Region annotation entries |
###

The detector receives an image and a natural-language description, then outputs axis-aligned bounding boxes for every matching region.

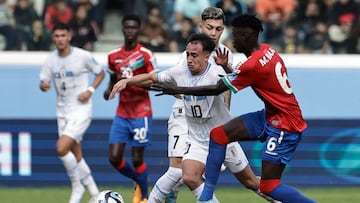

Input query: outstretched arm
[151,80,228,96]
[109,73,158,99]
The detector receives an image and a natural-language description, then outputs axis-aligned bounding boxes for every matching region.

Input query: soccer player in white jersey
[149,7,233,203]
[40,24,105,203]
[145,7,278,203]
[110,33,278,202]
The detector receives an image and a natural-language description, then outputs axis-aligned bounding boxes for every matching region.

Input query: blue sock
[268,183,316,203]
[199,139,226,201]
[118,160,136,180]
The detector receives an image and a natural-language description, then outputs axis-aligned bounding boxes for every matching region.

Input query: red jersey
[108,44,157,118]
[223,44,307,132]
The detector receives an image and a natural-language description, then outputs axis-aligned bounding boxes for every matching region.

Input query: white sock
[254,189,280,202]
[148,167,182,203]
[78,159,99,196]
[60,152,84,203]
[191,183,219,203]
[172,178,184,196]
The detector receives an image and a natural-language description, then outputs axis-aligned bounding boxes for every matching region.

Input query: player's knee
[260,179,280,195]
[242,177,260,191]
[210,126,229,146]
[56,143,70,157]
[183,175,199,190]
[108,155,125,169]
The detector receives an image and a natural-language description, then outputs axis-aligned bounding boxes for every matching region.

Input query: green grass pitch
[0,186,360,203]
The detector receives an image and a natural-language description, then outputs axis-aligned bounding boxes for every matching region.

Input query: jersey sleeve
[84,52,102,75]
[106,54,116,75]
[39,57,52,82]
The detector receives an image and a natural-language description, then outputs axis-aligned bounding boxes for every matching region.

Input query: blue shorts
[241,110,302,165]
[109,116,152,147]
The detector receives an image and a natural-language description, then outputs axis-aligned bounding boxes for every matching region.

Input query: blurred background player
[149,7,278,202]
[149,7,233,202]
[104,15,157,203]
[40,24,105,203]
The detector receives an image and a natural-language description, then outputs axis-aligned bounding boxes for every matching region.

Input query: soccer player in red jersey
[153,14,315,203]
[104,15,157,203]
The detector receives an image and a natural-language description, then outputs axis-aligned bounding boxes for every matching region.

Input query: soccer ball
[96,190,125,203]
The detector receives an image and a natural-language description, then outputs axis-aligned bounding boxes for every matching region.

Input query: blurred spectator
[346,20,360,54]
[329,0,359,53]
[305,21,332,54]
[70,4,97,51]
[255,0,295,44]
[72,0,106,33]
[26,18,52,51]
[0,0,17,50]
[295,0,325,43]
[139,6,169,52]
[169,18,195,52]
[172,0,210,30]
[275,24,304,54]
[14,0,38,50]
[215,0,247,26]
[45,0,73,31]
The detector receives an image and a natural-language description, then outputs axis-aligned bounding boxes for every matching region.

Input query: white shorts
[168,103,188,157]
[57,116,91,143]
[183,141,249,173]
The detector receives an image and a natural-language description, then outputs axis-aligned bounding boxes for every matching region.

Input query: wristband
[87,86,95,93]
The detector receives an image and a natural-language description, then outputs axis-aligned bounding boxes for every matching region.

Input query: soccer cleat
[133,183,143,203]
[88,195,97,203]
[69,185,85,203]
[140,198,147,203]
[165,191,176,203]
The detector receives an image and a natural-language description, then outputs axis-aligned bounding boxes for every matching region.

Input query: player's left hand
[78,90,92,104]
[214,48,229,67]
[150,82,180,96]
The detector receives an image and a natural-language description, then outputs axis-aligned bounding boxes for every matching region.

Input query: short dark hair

###

Task to carry out | Update all of the data by replacing "natural-language description" with "written phrase" in every line where it appears, leaving all other text unchanged. Leave the pictures out of the rewritten data.

Reply to the exercise |
The detector receives an image and a written phrase, then outputs axis-aligned bounding boxes for every matching region.


Input query: outstretched arm
[151,80,228,96]
[109,73,158,99]
The detector receives an image and a written phrase, then outputs axis-aligned bounding boxes for every matching region.

Input query: soccer player in white jersey
[149,7,233,203]
[40,24,105,203]
[145,7,278,203]
[110,33,278,202]
The detector receives an image and a written phrase, then outputs axis-aligned bounding boxes for every matching region.

Input query: blue sock
[268,183,316,203]
[199,139,226,201]
[118,160,136,180]
The detector receives an image and a written phrase, then outputs axis-aligned bounding boxes for every matching region.

Input query: red jersey
[108,44,157,118]
[223,44,307,132]
The detector receives an image and a written phrase, then outputs axis-aligned bounding boxes for every matching region.

Input query: white sock
[254,189,280,202]
[148,167,182,203]
[78,159,99,196]
[60,152,84,203]
[191,183,219,203]
[172,178,184,196]
The detector receives an image and a written phrase, then outputs axis-aligned bounding boxes for every matching region.

Input query: player's knee
[260,179,280,195]
[242,177,260,191]
[210,126,229,146]
[56,143,70,157]
[183,175,199,190]
[108,155,125,169]
The detector receives an image and a written phrase, then outputs axis-aligned bounding boxes for every matching region.

Input query: green grass pitch
[0,186,360,203]
The detector receives an image and a written phrase, then outputs axis-aligned bounding boxes for every matching region.

Input query: jersey sleeve
[84,52,102,75]
[106,54,116,75]
[39,57,52,82]
The detector receives an image and a written phrase, then outputs axis-aligned bounding boxes for every matching region.

Input query: blue shorts
[241,110,302,165]
[109,116,152,147]
The detector receives an image and a written phrase, then outputs axis-aligned bounding boxes for every matching region.

Input query: blurred background player
[149,7,278,202]
[149,7,233,202]
[104,15,157,203]
[40,24,105,203]
The detector receives an image and a written phrase, then outputs axis-aligned bounding boxes for every matching region.

Input query: soccer player in red jersey
[153,14,315,203]
[104,15,157,203]
The detector receives an image and a written phrase, then outputs axis-aligned bounding boxes for every matching region.

Input query: soccer ball
[96,190,125,203]
The detector receives an image and a written phrase, then outputs axis-aligned bounding boxes for every matching region.

Input query: blurred spectator
[346,20,360,54]
[329,0,359,53]
[305,21,332,54]
[70,4,97,51]
[255,0,295,44]
[72,0,106,33]
[26,18,52,51]
[0,0,17,50]
[295,0,325,43]
[139,6,169,52]
[169,18,195,52]
[172,0,210,30]
[275,24,304,54]
[14,0,38,50]
[215,0,247,26]
[45,0,73,31]
The detector receives an image and a written phrase, then outputs axis-aligned bounding boxes for every matching region.

Input query: white shorts
[168,103,188,157]
[57,116,91,143]
[183,141,249,173]
The detector receives an image and a written phrase, then outputs axis-aligned bounding boxes for every matching region.

Input query: wristband
[87,86,95,93]
The detector receives an image and a written phrase, then outputs axis-aligned bounding boxes for every matching region.

Input query: soccer cleat
[133,183,143,203]
[88,195,97,203]
[69,185,85,203]
[140,198,147,203]
[165,191,176,203]
The detector receives an image and a written phrase, then outputs axis-aligned bounding boxes for every matching region.

Input query: player's left hand
[78,90,92,104]
[214,48,229,67]
[150,82,180,96]
The detector receives an image and a written phrase, then outputs axis-aligned bounding boxes for every matching region.

Input query: short dark hair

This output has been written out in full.